WHAT IS BEING ASKED: In full and without deviation, write out the entries that follow.
————
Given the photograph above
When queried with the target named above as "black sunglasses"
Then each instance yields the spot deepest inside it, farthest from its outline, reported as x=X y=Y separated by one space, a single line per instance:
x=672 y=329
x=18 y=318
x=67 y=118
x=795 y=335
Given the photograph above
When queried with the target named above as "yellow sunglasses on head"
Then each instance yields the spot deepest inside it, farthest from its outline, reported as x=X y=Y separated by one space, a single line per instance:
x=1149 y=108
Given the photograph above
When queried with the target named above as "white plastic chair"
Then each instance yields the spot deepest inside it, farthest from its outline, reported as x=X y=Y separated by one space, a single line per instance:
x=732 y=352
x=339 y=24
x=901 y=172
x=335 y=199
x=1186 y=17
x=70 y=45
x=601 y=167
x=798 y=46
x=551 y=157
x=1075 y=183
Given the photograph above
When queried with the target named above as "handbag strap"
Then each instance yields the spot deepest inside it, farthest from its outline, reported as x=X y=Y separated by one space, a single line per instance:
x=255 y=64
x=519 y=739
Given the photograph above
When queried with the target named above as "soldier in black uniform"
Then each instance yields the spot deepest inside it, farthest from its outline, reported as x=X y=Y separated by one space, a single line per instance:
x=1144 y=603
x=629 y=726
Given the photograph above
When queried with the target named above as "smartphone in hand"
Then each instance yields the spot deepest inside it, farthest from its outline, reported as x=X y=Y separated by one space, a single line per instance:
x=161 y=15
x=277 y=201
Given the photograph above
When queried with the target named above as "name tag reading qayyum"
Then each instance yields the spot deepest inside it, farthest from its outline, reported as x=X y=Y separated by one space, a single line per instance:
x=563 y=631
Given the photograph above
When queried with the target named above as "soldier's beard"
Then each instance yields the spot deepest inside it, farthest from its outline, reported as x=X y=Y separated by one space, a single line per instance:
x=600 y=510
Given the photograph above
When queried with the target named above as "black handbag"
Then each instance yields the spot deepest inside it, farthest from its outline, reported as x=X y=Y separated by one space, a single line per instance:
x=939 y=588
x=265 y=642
————
COMPLETED EXERCISE:
Given the photograph above
When queried with the target named above as "black sunglasses"
Then each instance yields the spot deepest inside it, farthest from its outline, reported as x=X y=Y separated by one space, a single line per instance:
x=672 y=329
x=18 y=318
x=67 y=118
x=795 y=335
Given the photograph above
When queried with the target named above as "yellow sunglasses on head"
Then each instance yields the spot deepest inside it, farthest from its outline, reported as x=X y=Y separated by one space, a single line per instance:
x=1149 y=108
Given the photograph above
When queried with the target named above as "white plastic chair"
Then each instance yields the spot deepest inside it, farthest from its outline, reported as x=X y=Y separated by one space, a single line per instance:
x=732 y=352
x=339 y=24
x=901 y=172
x=335 y=199
x=1186 y=17
x=70 y=45
x=601 y=167
x=798 y=46
x=551 y=157
x=1075 y=183
Given the photograph above
When queried with the target named above as "handbag strap"
Then each instance yields the spot deepest inside it, farthest from its outline, reported as x=X y=Y separated by one space, a single line per instance:
x=255 y=64
x=519 y=739
Given the photograph above
When queried with the target named above as "soldier in black uniform"
Then each instance yields the spot deepest inside it, farthest from its outline, reported as x=X y=Y separated by one space, a single line per instance:
x=1144 y=603
x=629 y=726
Given the photograph above
When queried with the target named above as "smartphone in hand"
Then each instance yields the spot deepest inside it, farthest from its outline, reported as x=X y=Y separated by one space, a single line per instance:
x=161 y=15
x=277 y=201
Given the photograph above
When queried with the target named above as "name tag reading qayyum"
Then each instance yields the spot deepest inside it, farthest from its outline, reported as x=X y=Y separated by one space, a single line per instance:
x=563 y=631
Given the photograph above
When queried with the target named above as "soldier's beard"
Then each instance yields the spot deepest inside it, farthest from its outline, reported as x=X y=Y separated by one space, a single line per instance:
x=600 y=510
Given the photograph above
When queried with the target named above as "black handbag"
Then each instance yields the spot deepest inside it, farthest from its outline, reported as x=X y=Y separated by one space, a single line per instance:
x=939 y=588
x=265 y=642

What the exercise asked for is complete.